WHAT THE TASK ASKS: Reproduce, exactly and in full, the records that follow, minus any pictures.

THE INPUT:
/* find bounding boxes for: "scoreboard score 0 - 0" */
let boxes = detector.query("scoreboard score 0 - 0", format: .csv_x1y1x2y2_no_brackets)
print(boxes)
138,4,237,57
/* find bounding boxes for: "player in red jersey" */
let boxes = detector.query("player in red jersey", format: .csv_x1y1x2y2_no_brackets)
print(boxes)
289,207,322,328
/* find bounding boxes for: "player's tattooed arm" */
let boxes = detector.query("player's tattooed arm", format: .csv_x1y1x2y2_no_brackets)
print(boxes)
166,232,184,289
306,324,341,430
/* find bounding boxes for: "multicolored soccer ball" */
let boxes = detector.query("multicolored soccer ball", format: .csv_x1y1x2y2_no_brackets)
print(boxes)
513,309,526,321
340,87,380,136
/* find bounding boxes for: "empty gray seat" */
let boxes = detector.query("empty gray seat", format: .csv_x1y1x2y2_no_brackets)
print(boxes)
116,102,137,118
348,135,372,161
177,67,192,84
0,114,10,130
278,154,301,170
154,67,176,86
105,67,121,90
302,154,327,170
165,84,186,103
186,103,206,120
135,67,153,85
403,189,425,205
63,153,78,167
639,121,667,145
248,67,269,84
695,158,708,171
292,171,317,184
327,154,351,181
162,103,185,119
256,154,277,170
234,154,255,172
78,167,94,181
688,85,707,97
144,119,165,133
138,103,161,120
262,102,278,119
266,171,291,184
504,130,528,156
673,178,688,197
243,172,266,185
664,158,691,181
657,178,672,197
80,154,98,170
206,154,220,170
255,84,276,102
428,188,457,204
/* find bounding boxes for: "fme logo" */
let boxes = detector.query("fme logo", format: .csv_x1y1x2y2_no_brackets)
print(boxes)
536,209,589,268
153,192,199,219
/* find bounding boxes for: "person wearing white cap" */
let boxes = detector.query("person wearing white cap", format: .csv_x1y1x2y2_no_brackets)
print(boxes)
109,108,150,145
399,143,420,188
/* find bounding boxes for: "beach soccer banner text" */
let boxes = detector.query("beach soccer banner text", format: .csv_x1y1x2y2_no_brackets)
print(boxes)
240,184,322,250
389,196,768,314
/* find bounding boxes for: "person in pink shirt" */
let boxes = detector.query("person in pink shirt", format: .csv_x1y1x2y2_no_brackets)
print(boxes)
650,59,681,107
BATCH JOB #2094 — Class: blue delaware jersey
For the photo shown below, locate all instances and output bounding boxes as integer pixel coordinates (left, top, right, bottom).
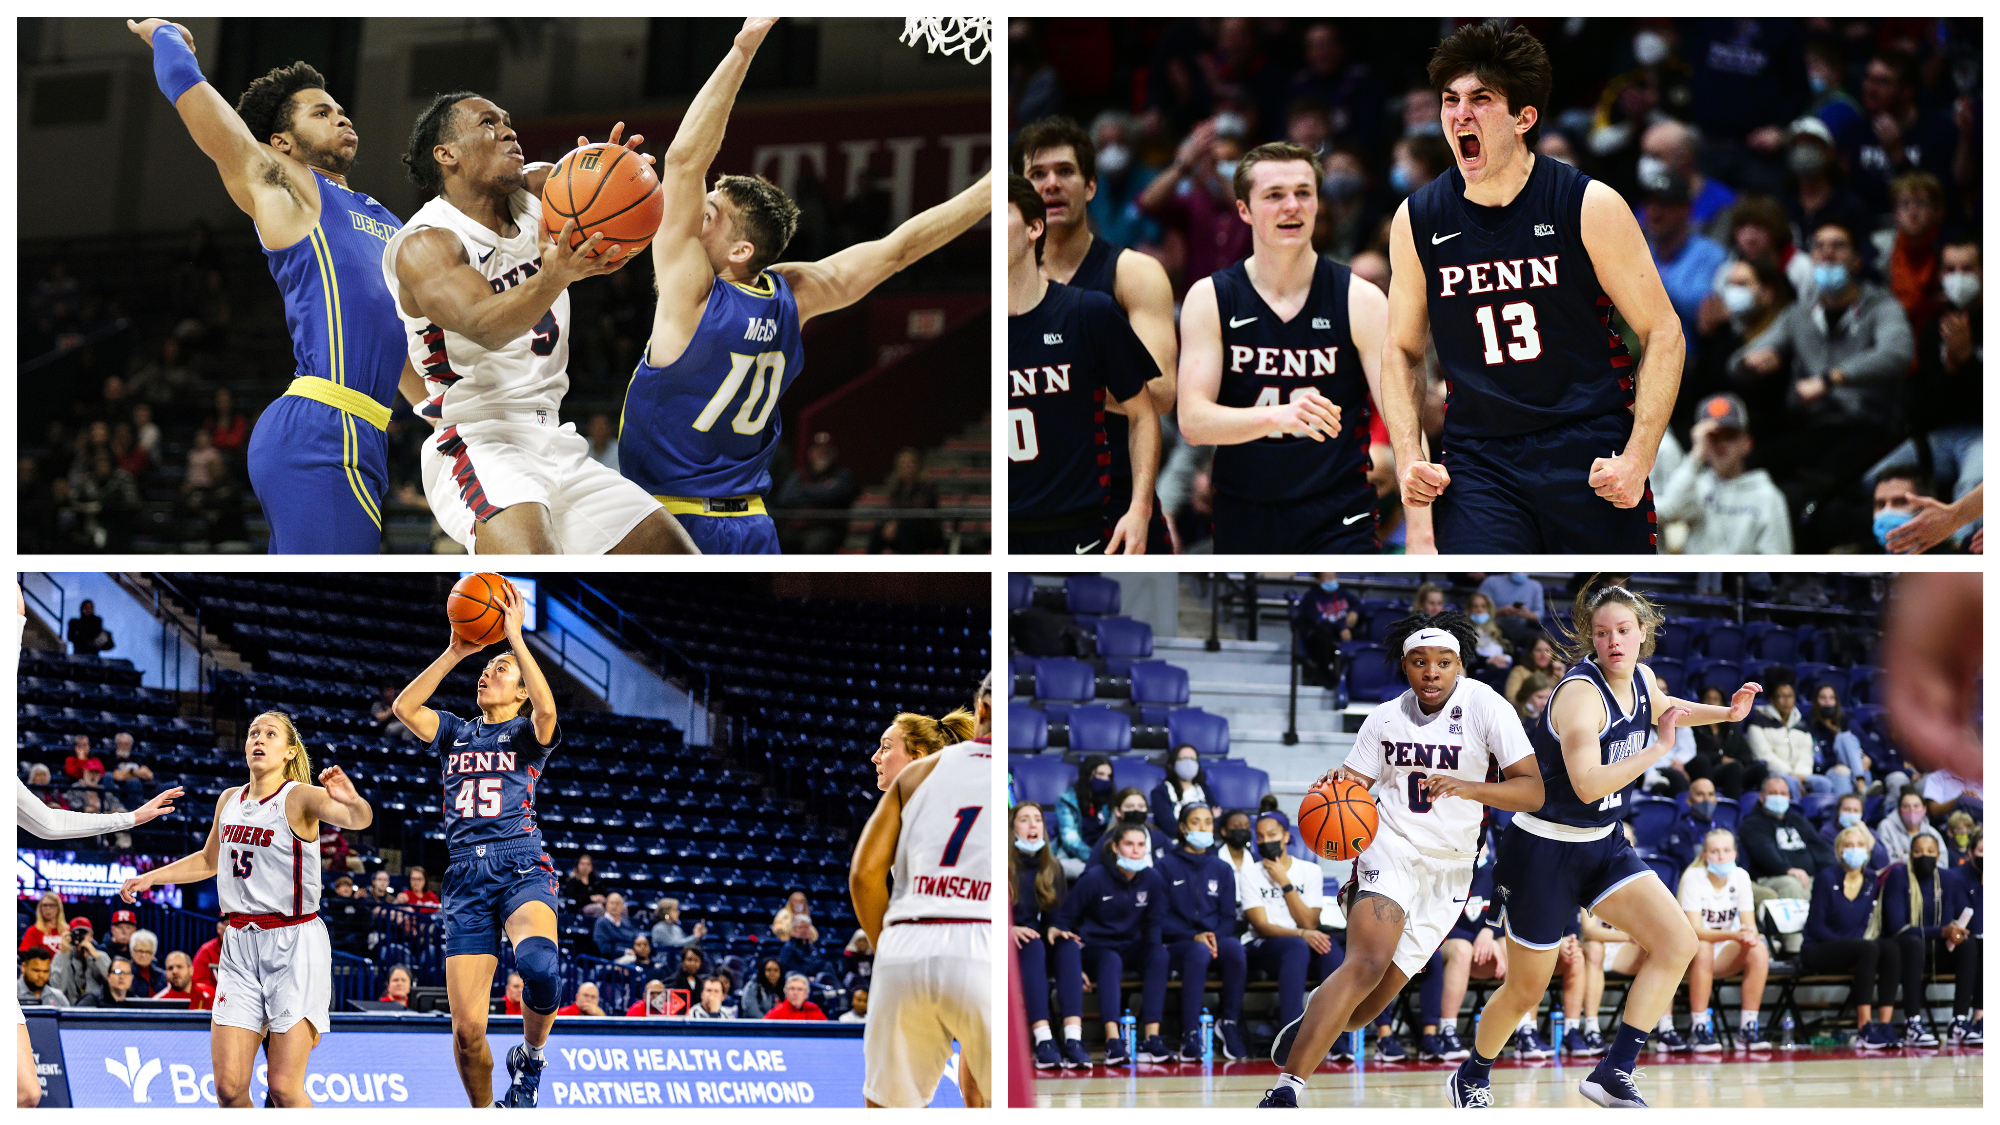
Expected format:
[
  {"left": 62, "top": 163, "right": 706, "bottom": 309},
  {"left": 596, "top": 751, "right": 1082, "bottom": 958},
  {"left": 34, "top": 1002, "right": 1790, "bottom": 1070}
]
[
  {"left": 1407, "top": 156, "right": 1636, "bottom": 441},
  {"left": 1527, "top": 658, "right": 1656, "bottom": 829},
  {"left": 430, "top": 710, "right": 559, "bottom": 853},
  {"left": 248, "top": 171, "right": 406, "bottom": 551},
  {"left": 617, "top": 271, "right": 806, "bottom": 501},
  {"left": 1209, "top": 256, "right": 1373, "bottom": 504}
]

FINAL ANSWER:
/* find bounding boxes for: "scoreboard score 0 - 0" */
let boxes = detector.query("scoreboard score 0 - 0", format: .csv_x1y1x2y2_no_brackets)
print(boxes)
138,4,237,57
/* find bounding boxes for: "player in red jersey" */
let boxes = detector.query("player in red jersey", format: .csv_x1y1x2y2_no_brackets)
print(boxes)
289,207,322,328
/* find bounding boxes for: "player's tattooed arm" */
let boxes = detector.query("player's tattooed arm", format: .csv_x1y1x2y2_no_brackets)
print(boxes)
166,232,184,289
306,324,341,430
/* find bounding boxes for: "multicolored soccer ball" */
let boxes = detector.query("multicolored soccer ball", format: .csv_x1y1x2y2_no_brackets)
print(boxes)
513,309,526,321
340,87,380,136
/* find bounding boxes for: "empty gray seat" */
let boxes = detector.query("empty gray seat", format: .csv_x1y1x2y2_no_brackets)
print(boxes)
116,102,137,118
348,135,372,161
177,67,192,84
0,114,10,130
278,154,301,170
154,67,176,86
105,67,121,90
302,154,327,170
165,84,186,103
186,103,206,120
135,67,153,85
403,189,425,205
63,153,78,167
639,121,667,145
248,67,269,84
695,158,708,171
292,171,317,184
327,154,351,181
162,103,185,119
256,154,277,170
234,154,255,172
78,167,94,181
688,85,707,97
144,119,165,133
138,103,161,120
262,102,278,119
266,171,291,184
504,130,528,156
673,178,688,197
243,172,266,185
664,158,691,181
657,178,672,197
80,154,98,170
206,154,220,170
255,84,276,102
428,188,457,204
/* find bounding boxes for: "fme logo" */
let boxes = detector.query("fme logo", format: .csv_x1y1x2y2_no_brackets)
print(boxes)
536,209,589,268
153,192,199,219
/* find bounding boxes for: "person wearing white cap" */
let boxes = detector.query("person wearing white cap", format: .csv_x1y1x2y2_no_brackets)
print(boxes)
109,108,150,145
399,143,420,188
/* find bounding boxes for: "beach soccer banner text" */
let boxes = detector.query("beach soccer banner text", format: .csv_x1y1x2y2_no_brackets)
print(boxes)
240,184,322,250
389,196,768,314
/* find bounding boxes for: "person in pink shirt" */
let boxes = detector.query("person in pink shirt", format: .csv_x1y1x2y2_no_brackets)
print(boxes)
650,59,681,107
BATCH JOB #2094 — Class: blue delaware jersey
For the photo shown below, locate all instances and output bounding boxes as integer pixel coordinates (left, top, right, bottom).
Expected format:
[
  {"left": 62, "top": 163, "right": 706, "bottom": 309},
  {"left": 596, "top": 751, "right": 1082, "bottom": 958},
  {"left": 34, "top": 1002, "right": 1790, "bottom": 1070}
]
[
  {"left": 1407, "top": 156, "right": 1636, "bottom": 441},
  {"left": 1527, "top": 658, "right": 1656, "bottom": 829},
  {"left": 430, "top": 710, "right": 559, "bottom": 853},
  {"left": 248, "top": 171, "right": 406, "bottom": 551},
  {"left": 617, "top": 271, "right": 806, "bottom": 501},
  {"left": 1209, "top": 256, "right": 1373, "bottom": 504}
]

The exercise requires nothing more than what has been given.